• _ACTIVITY_
The answer must be one number: how many lines in the data below include the string "under".

• _Records from a collection_
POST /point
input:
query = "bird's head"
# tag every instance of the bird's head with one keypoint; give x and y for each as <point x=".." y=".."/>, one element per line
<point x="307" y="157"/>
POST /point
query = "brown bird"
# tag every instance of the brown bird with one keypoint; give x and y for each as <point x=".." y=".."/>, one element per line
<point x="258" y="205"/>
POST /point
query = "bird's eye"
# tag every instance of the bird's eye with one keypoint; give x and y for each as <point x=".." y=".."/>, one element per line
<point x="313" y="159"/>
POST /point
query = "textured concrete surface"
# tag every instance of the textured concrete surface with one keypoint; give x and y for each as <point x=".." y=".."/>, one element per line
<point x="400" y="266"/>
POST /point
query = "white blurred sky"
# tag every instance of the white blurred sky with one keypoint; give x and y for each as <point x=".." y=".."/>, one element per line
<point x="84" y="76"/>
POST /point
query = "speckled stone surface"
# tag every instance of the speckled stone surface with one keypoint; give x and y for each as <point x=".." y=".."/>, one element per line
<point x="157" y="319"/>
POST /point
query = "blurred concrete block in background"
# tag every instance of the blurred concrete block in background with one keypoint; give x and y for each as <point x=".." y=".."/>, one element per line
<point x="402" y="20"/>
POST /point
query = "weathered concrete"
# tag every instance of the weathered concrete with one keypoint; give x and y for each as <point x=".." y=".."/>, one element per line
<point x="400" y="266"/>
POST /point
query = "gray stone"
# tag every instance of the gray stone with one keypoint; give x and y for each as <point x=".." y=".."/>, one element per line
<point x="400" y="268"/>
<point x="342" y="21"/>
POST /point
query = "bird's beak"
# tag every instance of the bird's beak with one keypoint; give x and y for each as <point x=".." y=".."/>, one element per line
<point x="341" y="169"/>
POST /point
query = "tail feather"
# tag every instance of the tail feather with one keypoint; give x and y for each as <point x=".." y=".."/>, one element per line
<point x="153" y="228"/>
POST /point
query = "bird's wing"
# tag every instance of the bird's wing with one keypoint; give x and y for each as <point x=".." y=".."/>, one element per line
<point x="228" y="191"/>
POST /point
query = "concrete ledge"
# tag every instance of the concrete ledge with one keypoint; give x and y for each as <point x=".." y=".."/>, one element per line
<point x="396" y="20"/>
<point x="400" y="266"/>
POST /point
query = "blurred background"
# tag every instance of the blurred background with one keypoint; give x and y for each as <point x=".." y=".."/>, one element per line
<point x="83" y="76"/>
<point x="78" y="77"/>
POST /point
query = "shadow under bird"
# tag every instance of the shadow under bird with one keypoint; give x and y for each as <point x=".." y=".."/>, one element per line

• _OUTPUT BELOW_
2